** Task details **
Every line from the one that contains "point: the house, one" to the end of the records must be restated word for word. No other line belongs in the answer.

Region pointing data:
::::

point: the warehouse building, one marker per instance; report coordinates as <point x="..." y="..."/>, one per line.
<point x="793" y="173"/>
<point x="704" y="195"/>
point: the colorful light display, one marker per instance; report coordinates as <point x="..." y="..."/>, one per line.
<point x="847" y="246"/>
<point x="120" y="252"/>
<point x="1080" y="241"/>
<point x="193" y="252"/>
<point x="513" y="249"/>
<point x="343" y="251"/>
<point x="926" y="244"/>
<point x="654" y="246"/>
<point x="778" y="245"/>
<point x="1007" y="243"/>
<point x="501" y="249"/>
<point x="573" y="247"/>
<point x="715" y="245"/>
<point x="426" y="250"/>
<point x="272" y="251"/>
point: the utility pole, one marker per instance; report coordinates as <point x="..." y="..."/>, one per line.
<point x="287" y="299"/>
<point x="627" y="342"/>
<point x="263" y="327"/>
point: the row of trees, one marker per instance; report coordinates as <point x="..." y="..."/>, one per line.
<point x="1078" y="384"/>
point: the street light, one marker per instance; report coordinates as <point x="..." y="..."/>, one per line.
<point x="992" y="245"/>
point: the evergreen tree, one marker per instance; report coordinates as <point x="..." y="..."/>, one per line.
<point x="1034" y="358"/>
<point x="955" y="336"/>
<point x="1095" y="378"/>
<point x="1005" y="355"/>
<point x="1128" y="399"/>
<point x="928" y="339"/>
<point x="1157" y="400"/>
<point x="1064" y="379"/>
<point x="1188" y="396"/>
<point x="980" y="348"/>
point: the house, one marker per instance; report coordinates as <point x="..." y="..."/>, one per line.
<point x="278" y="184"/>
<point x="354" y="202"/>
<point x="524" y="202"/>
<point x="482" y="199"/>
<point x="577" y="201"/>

::::

** Response below **
point: the house, one marker per instance; report coordinates as <point x="..." y="..."/>, one per line.
<point x="278" y="184"/>
<point x="354" y="202"/>
<point x="524" y="202"/>
<point x="482" y="199"/>
<point x="577" y="201"/>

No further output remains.